(Excerpt begins)
Current Affairs Cutting-edge biomedical research center to open near Prague
The Czech Academy of Science and Prague’s Charles University have come together to launch a new top-of-the-line scientific center, that should place the Czech Republic on the map of modern biomedical research. Supported partially by EU funds and the Czech government, the BIOCEV project was officially launched on Tuesday, though some of its researchers are already making headway in the field of genetic research.
The initiators of this multi-billion crown project are thinking big. BIOCEV wants to become one of seven large-scale cutting-edge scientific centers in Europe. By combing biomedicine with research in other fields such as chemistry, medicine and biology, the Czech Academy of Science hopes the results will lead to advancements in biotechnology and create links to the commercial sphere.
The scientific coordinator of the center Václav Pačes explains the main drive behind the creation of a center that should narrow the gap between scientific research and industry:
“We would like to make Biocev a truly international, or at least a pan-European, institution that will focus on taking the results of basic research and finding practical applications, for example in the field of medicine.”
The center wants to be international not only in the level of its research, but also in the makeup of its staff. Although many positions have not been filled yet, Biocev has already hired researchers from countries like Australia, Canada, Germany and Turkey. They also hope to attract Czech scientists who previously went abroad because of a lack of opportunities to advance their careers in their home country.
One team at BIOCEV has already proven that cutting edge research can be done in the Czech Republic as well. The Czech Republic’s new Centre for Phenogenomics, otherwise known as the mouse clinic, has presented preliminary results of the genetic research they have carried out on mice who were injected with a seaweed gene that makes their bodies glow under fluorescent light.
(Excerpt ends)
(Data under study begins)
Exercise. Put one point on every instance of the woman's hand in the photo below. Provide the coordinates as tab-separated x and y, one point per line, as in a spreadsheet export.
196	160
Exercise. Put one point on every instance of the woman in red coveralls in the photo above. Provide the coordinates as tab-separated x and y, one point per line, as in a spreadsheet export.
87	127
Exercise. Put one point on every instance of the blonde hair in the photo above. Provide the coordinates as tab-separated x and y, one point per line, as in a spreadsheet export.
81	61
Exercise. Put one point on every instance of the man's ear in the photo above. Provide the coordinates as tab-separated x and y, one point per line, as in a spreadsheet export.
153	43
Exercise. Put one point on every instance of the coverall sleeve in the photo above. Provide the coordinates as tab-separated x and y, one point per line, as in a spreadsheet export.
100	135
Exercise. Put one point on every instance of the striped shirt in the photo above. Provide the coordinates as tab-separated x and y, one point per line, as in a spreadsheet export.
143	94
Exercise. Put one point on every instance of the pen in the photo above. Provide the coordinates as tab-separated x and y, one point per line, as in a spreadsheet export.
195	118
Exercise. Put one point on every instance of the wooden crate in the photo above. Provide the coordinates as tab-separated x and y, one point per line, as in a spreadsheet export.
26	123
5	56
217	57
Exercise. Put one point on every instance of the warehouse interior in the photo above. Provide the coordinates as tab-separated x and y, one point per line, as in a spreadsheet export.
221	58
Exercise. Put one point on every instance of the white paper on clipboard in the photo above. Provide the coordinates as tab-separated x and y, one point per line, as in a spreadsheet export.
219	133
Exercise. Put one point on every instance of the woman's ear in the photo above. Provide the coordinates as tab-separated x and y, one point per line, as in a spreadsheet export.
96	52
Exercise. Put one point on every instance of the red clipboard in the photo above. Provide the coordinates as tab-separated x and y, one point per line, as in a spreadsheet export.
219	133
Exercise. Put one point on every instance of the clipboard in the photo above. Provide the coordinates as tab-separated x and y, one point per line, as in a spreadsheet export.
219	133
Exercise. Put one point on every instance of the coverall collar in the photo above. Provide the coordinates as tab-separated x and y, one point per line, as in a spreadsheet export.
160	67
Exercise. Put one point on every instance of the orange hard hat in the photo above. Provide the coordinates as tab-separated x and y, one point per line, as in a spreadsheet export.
(Data under study ends)
Instructions to follow: In two sentences, what does the BIOCEV article report? Draw only on the BIOCEV article, not on the material.

Exercise output: The Czech Academy of Science and Charles University have launched BIOCEV, a biomedical research center near Prague supported partly by EU funds and the Czech government, which aims to become one of seven large-scale cutting-edge scientific centers in Europe and to link basic research with practical and commercial applications. The center seeks an international staff and has already hired researchers from abroad, and its Centre for Phenogenomics, known as the mouse clinic, has presented preliminary results of genetic research on mice injected with a seaweed gene that makes them glow under fluorescent light.